Your instructions —
Copy the records below, replacing every "semicolon-separated" with "semicolon-delimited" and leaving everything else unchanged.
○ ○ ○ ○ ○ ○ ○
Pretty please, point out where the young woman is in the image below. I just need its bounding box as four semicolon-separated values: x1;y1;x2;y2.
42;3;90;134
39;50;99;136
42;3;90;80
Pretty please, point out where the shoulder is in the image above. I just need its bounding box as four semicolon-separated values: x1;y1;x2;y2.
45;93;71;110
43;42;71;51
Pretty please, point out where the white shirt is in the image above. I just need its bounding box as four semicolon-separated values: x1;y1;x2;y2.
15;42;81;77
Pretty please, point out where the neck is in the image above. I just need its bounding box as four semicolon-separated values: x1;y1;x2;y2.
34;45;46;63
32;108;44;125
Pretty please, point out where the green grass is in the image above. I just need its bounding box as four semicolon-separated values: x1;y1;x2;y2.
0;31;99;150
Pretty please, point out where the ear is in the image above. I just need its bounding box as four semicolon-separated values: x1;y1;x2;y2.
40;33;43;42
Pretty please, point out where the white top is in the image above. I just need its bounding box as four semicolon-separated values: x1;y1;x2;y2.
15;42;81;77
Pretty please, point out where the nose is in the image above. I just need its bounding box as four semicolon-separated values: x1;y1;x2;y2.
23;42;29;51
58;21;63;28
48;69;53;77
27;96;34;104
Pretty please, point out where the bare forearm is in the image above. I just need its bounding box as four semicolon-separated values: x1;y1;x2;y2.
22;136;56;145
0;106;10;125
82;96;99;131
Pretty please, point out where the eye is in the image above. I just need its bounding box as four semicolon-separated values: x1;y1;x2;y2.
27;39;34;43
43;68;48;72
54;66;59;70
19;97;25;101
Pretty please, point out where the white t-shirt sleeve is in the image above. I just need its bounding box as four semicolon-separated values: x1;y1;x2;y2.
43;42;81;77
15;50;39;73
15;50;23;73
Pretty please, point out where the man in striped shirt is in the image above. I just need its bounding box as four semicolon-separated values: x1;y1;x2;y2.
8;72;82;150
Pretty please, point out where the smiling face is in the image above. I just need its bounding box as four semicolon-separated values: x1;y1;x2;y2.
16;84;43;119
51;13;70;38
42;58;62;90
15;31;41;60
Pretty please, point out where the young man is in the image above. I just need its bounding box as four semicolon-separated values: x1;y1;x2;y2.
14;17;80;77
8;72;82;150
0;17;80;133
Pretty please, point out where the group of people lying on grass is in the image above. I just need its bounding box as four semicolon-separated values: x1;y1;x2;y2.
○ ○ ○ ○ ○ ○ ○
Complete answer —
Pretty please, point out where the young woman is in the image below. I just need its bounding box as four semicolon-delimited values: x1;y1;x2;y2.
42;3;90;134
39;50;99;136
42;3;90;80
Pretty please, point out where the shoulder is in the image above. I just need its bounding box as four semicolon-delimited values: x1;y1;x2;y2.
45;93;71;110
43;42;71;51
Pretty please, point out where the white shirt is in the image above. I just need its bounding box as four semicolon-delimited values: x1;y1;x2;y2.
15;42;81;77
Pretty please, point out where the neck is in the image above. I just need its bounding box as four semicolon-delimited values: x1;y1;x2;y2.
34;45;46;63
32;108;44;125
Pretty please, point out where the green grass is in the image above. I just need its bounding box as four semicolon-delimited values: x1;y1;x2;y2.
0;31;99;150
Pretty please, point out where the ear is in the image above. I just need its bounding box as four semicolon-delimited values: x1;y1;x2;y2.
40;33;43;42
Pretty please, point out where the white top is in the image above. I just need its bounding box as four semicolon-delimited values: x1;y1;x2;y2.
15;42;81;77
Pretty please, point out where the nose is in the image above. I just need its bounding box as four semicolon-delimited values: x1;y1;x2;y2.
23;42;29;51
58;21;63;28
48;69;53;77
27;96;34;104
Pretty please, point out where the bare forearm is in the image above. I just need its bounding box as four semicolon-delimited values: x1;y1;x2;y2.
22;136;56;145
0;106;10;125
82;96;99;131
Pretty please, point out where the eye is in the image above. I just need its bounding box as four semicolon-delimited values: x1;y1;x2;y2.
27;39;34;43
43;68;48;72
54;66;59;70
19;97;25;101
Pretty please, point out where the white t-shirt sleeve is in the image above. I just need its bounding box as four semicolon-delimited values: x1;y1;x2;y2.
43;42;81;77
15;50;39;73
15;50;23;73
Pretty please, point out where the man in striped shirt is in the image above. I just need its bounding box as four semicolon-delimited values: x1;y1;x2;y2.
8;72;82;150
Pretty please, point out where the smiling face is in the image above. I just need its bounding box as four semicolon-delimited values: x1;y1;x2;y2.
16;84;43;119
51;13;70;38
42;58;62;90
15;31;41;60
Pretty please, point out where the young man is in the image above. I just need its bounding box as four semicolon-delimited values: x1;y1;x2;y2.
14;17;80;77
8;72;82;150
0;17;80;133
Pretty please, point out where the group of people lying on grass is in the image above. I just need its bounding box as four semicolon-delimited values: x1;y1;x2;y2.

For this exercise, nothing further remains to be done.